• RAW DATA:
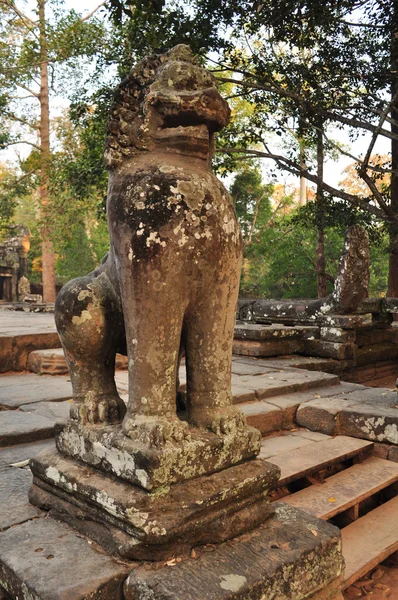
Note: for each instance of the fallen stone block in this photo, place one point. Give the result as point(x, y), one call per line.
point(19, 427)
point(344, 351)
point(14, 504)
point(266, 348)
point(19, 389)
point(293, 556)
point(44, 559)
point(263, 416)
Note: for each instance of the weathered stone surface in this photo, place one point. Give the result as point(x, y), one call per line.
point(14, 350)
point(14, 504)
point(393, 454)
point(370, 423)
point(46, 560)
point(334, 350)
point(381, 450)
point(52, 362)
point(375, 353)
point(18, 428)
point(371, 414)
point(276, 311)
point(274, 446)
point(203, 452)
point(289, 403)
point(322, 415)
point(351, 286)
point(19, 389)
point(57, 412)
point(346, 321)
point(253, 331)
point(49, 362)
point(23, 452)
point(390, 304)
point(263, 416)
point(207, 509)
point(291, 381)
point(167, 214)
point(336, 334)
point(292, 556)
point(266, 348)
point(366, 336)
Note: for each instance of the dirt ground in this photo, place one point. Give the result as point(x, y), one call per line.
point(380, 583)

• WHAT THE TASK REQUIRES: Beginning at the line that contains "Note: for each instance of the dirt", retype each line of the listing up to and including the last one, exactly as it stands, and nothing else.

• RESPONSE TO THE EXERCISE:
Note: for each instance of the dirt ground in this photo, place one point. Give the result as point(x, y), one call per line.
point(380, 583)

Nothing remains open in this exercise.